▶ _Passage shown_:

>> start

One of the biggest shifts in my thinking recently has been with regards to religion. At some point in my teenage years, I discovered a YouTube series by Richard Dawkins and became a staunch atheist.
Several years ago, Jordan Peterson and Sam Harris held two debates on religion in Vancouver, and I attended both. I recall finding JP's defence of religion utterly unconvincing. Over the last few years, I've come to appreciate it more and here's why.
The current state of our public discourse doesn't make sense. Our brains are scrambled and we can't communicate properly. I've been concerned about the rise of woke ideology from long before it was called that. Since about 2013, I watched this movement gain traction, first within tech, then in broader society.
A key element of this far-left movement is the inability or refusal to parse language. It's really a tower of babel moment. Context has been discarded. A word like 'master', regardless of context, it's seen as a reference to slavery. No more 'master bedroom', the NYT says.
My favourite example, perhaps, is a law professor who, while speaking Mandarin, uttered something resembling 'nigger' in English, and he got reprimanded for it. My question has been this: in what mental must someone be to take offence at a mundane word in a foreign language, and where would such a mental state come from?
In his book, The Constitution of Knowledge, Jonathan Rauch argues this offence-seeking, mob-like behaviour is less about the ostensible subject and more about the emotional bond that the offendees build with one another. The rise of woke ideology – or internet mob behaviour more generally – has less to do with the topics we hear about (systemic racism, the patriarchy, etc) and more to do with the state of our social ties.
And here's where I've shifted in my view of Jordan Peterson's arguments in favour of religion. He argues that religion encodes not objective truths but psychological ones. And the way I'm understanding this today is in analogy to software.

>> end

▶ _Supplied material_:
>> start

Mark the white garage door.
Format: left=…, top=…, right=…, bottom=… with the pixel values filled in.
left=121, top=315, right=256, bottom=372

>> end

Answer these about the piece on religion above:
(a) In what city did Jordan Peterson and Sam Harris hold their two debates on religion?
(b) Since about what year has the writer watched the movement gain traction, and where did it gain ground first?
(c) What is the title of the book by Jonathan Rauch?

(a) Vancouver
(b) Since about 2013, first within tech
(c) The Constitution of Knowledge